It is well understood that applying Grover's algorithm to 3-SAT in the standard way would not give a quadratic speedup over the best classical algorithm for 3-SAT in the worst case (and especially not on average). But there are problems for which Grover is expected to give a quadratic speedup over any classical algorithm in the worst case. For example, the problem "Circuit SAT" starts by me handing you a specification of a poly-size classical circuit with AND/OR/NOT gates, so it's all explicit. Then you need to solve SAT on this circuit. Classically we strongly believe it will take time 2^n (this is even the basis of many conjectures in complexity theory, like the exponential time hypothesis), and quantumly we know it can be done with 2^{n/2}*poly(n) quantum gates using Grover and the explicitly given classical circuit. So while I think there are some very nice insights in this paper, the statement in the title "Grover's Algorithm Offers No Quantum Advantage" seems untrue in a general theoretical sense. Of course, this is putting aside issues with the overheads of error-correction for quadratic speedups (a well understood practical matter that is resolved by going to large problem sizes that wouldn't be available to the first fault-tolerant quantum computers). What am I missing?

Edited Mar 21 2023 23:42 UTC by Ryan Babbush

Miles Stoudenmire in reply to Ryan Babbush Mar 27 2023 13:28 UTC (1 points)

Thanks, Ryan, for the constructive points which definitely help to sharpen the discussion.

One of our main points is that for any Grover-type problem too hard to solve classically, if such a problem eventually gets solved with a quantum algorithm, the algorithm used to solve it will not be Grover’s.

A key point, we think, is that scaling and asymptotics plays no role per se in determining quantum advantage for a given (fixed) size of problem, even though scaling might inform estimates before one of the two platforms is able to tackle some target problem. Quantum advantage, as we've defined it, is only about the resources needed to solve specific, concrete, and finite instance of a problem. And even if the resources needed on the classical side sit on a curve going like 2^n, if that curve remains below the quantum curve going as 2^(n/2) then I believe we'd both agree there is no quantum advantage for that problem at that n.

Then we can consider three ranges of n (number of logical qubits):

1. n <= 40: all Grover's problems can be solved by full state classical simulators in reasonable times. (n=40 is on the low side of estimates for this.)

2. n <= 60: all Grover's problems can be solved by a combination of "closed-mode" tensor network simulation plus slicing parallelism (noting that closed-mode halves the effective circuit depth)

3. n > 60: the resources needed to run Grover's algorithm for any problem rapidly become astronomical, even under very generous assumptions.

So Grover's does not offer a viable path to obtaining quantum advantage on concrete problems. We're not saying other quantum algorithms couldn't solve these problems.

[Recorded data]
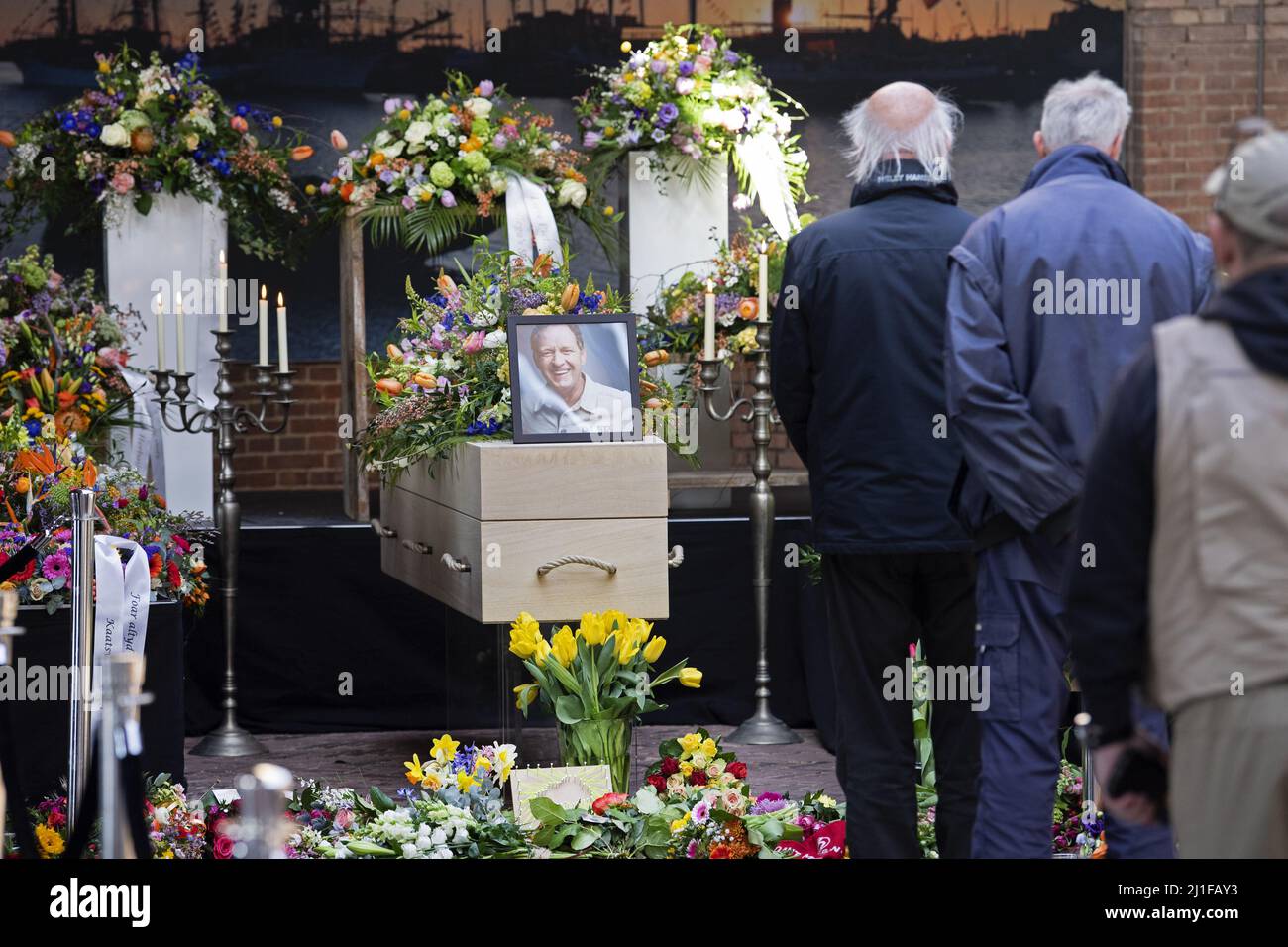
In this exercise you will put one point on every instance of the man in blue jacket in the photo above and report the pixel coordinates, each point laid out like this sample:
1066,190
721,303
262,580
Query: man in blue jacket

Task requirements -
a) In the exchange on Grover's algorithm, why does the reply say there is no quantum advantage at a given n even when the classical cost grows like 2^n? Answer in one to three sentences.
b) Print the part of the exchange on Grover's algorithm that begins at the words "2. n <= 60: all" and stops after "effective circuit depth)".
c) Put this sentence from the exchange on Grover's algorithm into Spanish: "We're not saying other quantum algorithms couldn't solve these problems."
This data was taken from a different source than the text.

Solution list -
a) The reply defines quantum advantage only by the resources needed to solve a specific, finite instance of a problem, so scaling plays no role in itself. If the classical curve going like 2^n still sits below the quantum curve going like 2^(n/2) at that n, quantum has no advantage there.

b)
2. n <= 60: all Grover's problems can be solved by a combination of "closed-mode" tensor network simulation plus slicing parallelism (noting that closed-mode halves the effective circuit depth)

c) No estamos diciendo que otros algoritmos cuánticos no pudieran resolver estos problemas.